### Passage provided
Childhood Obesity and Link to Depression
A new study suggests that by the time children with obesity enter the first grade, they are already likely to be withdrawn and show early signs of depression.
The findings were based on research that looked at the interpersonal and intrapersonal issues that were experienced by 1,164 children, ages six to seven, attending schools in rural neighborhoods. The researchers gathered data from child self-reports, peer socio-metrics, and teacher reports. The working hypothesis of the study was that children who are overweight or obese struggle socially and emotionally and these struggles appear early on in a child’s life.
Current statistics show that childhood obesity has quadrupled since the 1980s. One in twenty children today is diagnosed as severely obese. In this study, children were considered overweight for their age if their BMI was at or above the 85th percentile, and obese if their BMI was at or above the 95th percentile. Children with a BMI between 5 and 85 were considered normal weight. The children lived in rural areas where adult obesity rates ranged between 28% and 41%.
Researchers found that severe obesity is a psychosocial risk already at age six. In the study obese children were socially neglected, but severely obese children were ostracized and bullied. These children were found to suffer great (emotional) harm, and they struggled with loneliness, depression, aggression and were also at much higher risk of skipping school days and dropping out of school.

### Requirement 1
Decide whether each statement agrees with the passage on childhood obesity and depression. Answer yes or no, and quote the words from the passage that settle it.
(a) The study looked at 1,164 children between the ages of six and seven.
(b) The children in the study attended schools in urban neighborhoods.
(c) Obese children were bullied, while severely obese children were only socially neglected.
### Requirement 2
In the passage on childhood obesity and depression, what BMI level made a child count as obese in the study?
### Requirement 3
Extend the passage on childhood obesity and depression, starting after its final sentence.

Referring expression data
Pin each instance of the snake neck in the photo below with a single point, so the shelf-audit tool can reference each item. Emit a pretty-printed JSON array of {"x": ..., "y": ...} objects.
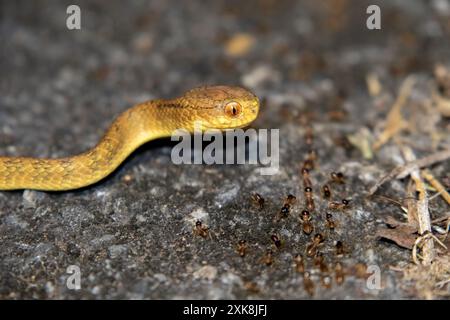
[{"x": 131, "y": 129}]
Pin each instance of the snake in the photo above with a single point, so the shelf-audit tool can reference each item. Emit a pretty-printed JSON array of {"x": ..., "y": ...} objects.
[{"x": 217, "y": 107}]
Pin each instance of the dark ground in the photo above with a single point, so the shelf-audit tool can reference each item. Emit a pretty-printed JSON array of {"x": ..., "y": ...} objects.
[{"x": 131, "y": 235}]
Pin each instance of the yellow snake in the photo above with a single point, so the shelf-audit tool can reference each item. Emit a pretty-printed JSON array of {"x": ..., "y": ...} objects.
[{"x": 214, "y": 107}]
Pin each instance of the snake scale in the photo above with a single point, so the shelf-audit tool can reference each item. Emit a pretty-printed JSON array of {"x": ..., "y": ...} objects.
[{"x": 214, "y": 107}]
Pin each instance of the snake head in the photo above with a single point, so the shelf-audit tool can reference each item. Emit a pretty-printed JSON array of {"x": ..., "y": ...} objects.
[{"x": 222, "y": 107}]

### Reply 1
(a) Yes: "1,164 children, ages six to seven"
(b) No: "attending schools in rural neighborhoods"
(c) No: "obese children were socially neglected, but severely obese children were ostracized and bullied"

### Reply 2
A BMI at or above the 95th percentile.

### Reply 3
The researchers confirmed that the more overweight the child, the worse the social consequences. Obese children were less likely to be mentioned when children were asked who they played with, and more likely to be identified when kids were asked who they don’t like. The researchers also theorized that being bullied, teased or ostracized and feeling depressed could instigate more overeating. Children might engage in more emotional eating or they might totally drop out of any physical playtime for fear of being teased. Both behaviors would likely lead to further weight gain,
The researchers believe their study reinforces the need to intervene early and strongly to help the child manage their weight. Equally important is the clear indication that intervention and prevention strategies need to begin in the very early grades, to enhance peer relationships and to diminish teasing, bullying and ostracizing behaviors. Helping children to form friendships despite their size differences can have a huge payoff, as part of life skills. It can also help to minimize negative treatment of children who struggle with weight issues.